▸ WHAT IS REQUIRED
Once the line with "query: front grille" is found in the data, output it and each following line exactly, up to and including the line with "query: rear door handle", and nothing before or after.

▸ DATA FOR REVIEW
▼
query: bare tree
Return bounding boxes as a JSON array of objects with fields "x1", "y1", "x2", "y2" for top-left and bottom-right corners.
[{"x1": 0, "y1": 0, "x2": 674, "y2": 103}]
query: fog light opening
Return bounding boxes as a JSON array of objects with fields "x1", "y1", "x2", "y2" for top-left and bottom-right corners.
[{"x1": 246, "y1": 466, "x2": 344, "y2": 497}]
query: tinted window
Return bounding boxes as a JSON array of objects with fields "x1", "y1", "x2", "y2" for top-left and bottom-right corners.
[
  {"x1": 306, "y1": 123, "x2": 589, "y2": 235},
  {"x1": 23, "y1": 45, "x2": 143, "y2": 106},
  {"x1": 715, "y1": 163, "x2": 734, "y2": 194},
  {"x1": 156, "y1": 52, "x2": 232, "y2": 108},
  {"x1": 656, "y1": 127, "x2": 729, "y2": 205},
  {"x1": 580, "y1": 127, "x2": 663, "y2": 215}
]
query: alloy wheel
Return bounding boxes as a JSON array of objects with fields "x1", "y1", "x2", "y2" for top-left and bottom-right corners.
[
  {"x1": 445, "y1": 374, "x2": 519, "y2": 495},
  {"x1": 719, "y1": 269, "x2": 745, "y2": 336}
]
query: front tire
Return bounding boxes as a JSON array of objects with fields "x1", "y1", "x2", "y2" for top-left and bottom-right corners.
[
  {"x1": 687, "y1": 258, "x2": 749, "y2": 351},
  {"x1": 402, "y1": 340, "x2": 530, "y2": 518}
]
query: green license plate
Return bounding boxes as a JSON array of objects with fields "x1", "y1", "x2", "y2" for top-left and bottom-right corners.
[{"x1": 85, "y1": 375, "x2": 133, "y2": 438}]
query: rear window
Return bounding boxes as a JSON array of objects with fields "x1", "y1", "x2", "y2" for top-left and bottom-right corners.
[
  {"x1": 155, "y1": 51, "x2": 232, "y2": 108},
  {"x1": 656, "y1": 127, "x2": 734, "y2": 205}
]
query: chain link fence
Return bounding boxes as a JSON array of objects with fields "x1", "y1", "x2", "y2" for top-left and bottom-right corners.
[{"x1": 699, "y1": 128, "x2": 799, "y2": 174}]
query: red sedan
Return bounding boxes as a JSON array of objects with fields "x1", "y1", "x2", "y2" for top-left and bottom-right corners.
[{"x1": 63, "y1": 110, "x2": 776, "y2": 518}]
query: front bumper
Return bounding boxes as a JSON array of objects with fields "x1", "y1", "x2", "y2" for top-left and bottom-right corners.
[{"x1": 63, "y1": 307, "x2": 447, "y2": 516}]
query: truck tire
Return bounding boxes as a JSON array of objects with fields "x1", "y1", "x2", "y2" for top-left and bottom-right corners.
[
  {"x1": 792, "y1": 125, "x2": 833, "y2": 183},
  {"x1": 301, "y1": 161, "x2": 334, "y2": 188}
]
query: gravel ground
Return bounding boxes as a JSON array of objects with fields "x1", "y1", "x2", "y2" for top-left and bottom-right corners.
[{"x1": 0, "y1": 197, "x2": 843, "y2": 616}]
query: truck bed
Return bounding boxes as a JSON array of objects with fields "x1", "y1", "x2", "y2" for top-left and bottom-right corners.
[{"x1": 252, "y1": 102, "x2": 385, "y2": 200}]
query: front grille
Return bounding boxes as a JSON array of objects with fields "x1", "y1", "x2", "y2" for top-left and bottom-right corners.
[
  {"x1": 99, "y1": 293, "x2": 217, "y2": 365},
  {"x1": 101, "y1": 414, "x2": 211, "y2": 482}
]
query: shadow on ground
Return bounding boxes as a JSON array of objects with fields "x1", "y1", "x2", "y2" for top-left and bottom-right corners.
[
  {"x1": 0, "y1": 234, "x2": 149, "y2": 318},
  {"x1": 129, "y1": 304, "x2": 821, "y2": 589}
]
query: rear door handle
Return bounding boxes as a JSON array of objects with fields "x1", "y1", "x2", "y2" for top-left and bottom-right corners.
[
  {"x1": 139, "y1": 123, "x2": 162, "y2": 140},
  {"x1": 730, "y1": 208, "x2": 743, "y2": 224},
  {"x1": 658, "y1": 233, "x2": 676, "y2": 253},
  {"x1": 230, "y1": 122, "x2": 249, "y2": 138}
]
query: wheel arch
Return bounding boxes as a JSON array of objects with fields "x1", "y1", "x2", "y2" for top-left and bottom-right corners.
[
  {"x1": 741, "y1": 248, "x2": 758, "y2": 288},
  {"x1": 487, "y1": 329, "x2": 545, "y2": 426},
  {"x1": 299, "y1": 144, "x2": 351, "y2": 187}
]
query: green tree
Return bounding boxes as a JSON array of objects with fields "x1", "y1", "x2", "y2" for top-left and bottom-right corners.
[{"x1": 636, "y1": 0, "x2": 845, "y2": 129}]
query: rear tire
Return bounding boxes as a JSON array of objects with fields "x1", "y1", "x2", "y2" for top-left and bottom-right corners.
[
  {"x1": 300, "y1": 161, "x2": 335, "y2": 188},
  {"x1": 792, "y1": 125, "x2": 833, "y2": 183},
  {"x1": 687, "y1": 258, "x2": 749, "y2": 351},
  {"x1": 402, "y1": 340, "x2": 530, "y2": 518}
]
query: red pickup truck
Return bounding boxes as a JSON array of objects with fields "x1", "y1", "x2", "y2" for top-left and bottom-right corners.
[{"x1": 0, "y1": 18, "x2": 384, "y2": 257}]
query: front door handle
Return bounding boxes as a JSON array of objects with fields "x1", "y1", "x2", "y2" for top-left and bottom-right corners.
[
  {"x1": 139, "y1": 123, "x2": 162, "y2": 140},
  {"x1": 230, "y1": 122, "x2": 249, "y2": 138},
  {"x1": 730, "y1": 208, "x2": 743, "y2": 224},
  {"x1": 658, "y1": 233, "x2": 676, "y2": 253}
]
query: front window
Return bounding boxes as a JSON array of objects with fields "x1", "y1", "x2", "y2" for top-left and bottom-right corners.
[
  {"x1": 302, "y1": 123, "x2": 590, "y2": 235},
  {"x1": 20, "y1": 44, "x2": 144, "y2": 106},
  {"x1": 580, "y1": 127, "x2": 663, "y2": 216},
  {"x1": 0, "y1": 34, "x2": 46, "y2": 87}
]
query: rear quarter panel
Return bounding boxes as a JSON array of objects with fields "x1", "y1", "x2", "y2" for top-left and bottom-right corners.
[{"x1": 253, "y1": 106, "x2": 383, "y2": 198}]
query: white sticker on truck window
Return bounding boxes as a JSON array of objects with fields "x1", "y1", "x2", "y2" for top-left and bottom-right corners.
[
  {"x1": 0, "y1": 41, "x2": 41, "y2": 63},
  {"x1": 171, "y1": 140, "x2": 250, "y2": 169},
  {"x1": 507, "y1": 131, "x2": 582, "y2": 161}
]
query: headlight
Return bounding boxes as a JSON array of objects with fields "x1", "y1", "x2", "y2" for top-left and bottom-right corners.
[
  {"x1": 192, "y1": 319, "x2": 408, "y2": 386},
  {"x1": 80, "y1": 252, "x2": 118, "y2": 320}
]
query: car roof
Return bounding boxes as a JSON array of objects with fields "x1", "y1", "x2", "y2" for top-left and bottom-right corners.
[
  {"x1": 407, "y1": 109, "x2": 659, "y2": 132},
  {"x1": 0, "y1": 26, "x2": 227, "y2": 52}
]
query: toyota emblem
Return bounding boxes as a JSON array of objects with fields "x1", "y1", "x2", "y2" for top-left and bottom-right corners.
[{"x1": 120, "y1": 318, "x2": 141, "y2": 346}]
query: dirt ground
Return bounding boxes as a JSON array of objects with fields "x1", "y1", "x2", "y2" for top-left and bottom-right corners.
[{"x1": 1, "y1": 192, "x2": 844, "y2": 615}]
▲
▸ WORKED SOLUTION
query: front grille
Return bounding boxes as a JSON array of objects with fields "x1", "y1", "x2", "y2" for top-left and bottom-right corners.
[
  {"x1": 99, "y1": 293, "x2": 217, "y2": 365},
  {"x1": 101, "y1": 414, "x2": 211, "y2": 482}
]
query: shadow on ground
Return bounding boxes as a JSON array of objects with fields "x1", "y1", "x2", "y2" for top-left and bottom-right corners.
[
  {"x1": 0, "y1": 234, "x2": 149, "y2": 318},
  {"x1": 129, "y1": 304, "x2": 821, "y2": 589}
]
query: rear door handle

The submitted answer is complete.